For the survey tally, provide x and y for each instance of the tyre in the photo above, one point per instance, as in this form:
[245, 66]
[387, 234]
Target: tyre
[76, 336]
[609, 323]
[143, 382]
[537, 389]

- - -

WHAT YOU NEED TO DO
Copy the records above word for word.

FULL OUTPUT
For the survey tally, provide x and y for each instance of the tyre in the photo above, one point per instance, as in this form:
[245, 66]
[387, 234]
Target: tyre
[76, 336]
[609, 323]
[143, 382]
[537, 389]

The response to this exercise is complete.